Detection examples:
■ ■ ■ ■ ■ ■ ■
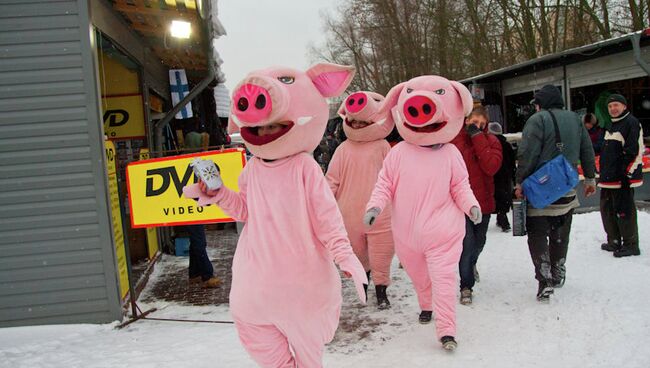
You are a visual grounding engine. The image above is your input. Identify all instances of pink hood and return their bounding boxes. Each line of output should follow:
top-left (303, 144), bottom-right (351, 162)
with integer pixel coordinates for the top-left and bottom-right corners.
top-left (339, 91), bottom-right (395, 142)
top-left (379, 75), bottom-right (473, 146)
top-left (228, 63), bottom-right (354, 160)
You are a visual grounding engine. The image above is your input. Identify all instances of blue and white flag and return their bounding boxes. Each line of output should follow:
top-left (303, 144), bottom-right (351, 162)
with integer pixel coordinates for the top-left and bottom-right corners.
■ ■ ■ ■ ■ ■ ■
# [Instructions for the task]
Rewrite the records above with "visual grounding engine" renamed to "object detector" everywhere and everything else left unchanged, and omit the pictures from your answer.

# [Finished task]
You are a object detector. The image above is your input. Identify all instances of pink hood and return their bounding boxes. Each line of output should follow:
top-left (303, 144), bottom-right (351, 162)
with integer pixel coordinates for the top-left and bottom-right corners.
top-left (339, 91), bottom-right (395, 142)
top-left (379, 75), bottom-right (473, 146)
top-left (228, 63), bottom-right (354, 160)
You are a object detector. The image above is your input. Identify all instances of blue and white flag and return their bounding boxes. Each line of output should follow:
top-left (303, 144), bottom-right (351, 162)
with integer pixel coordinates for the top-left and bottom-right corners.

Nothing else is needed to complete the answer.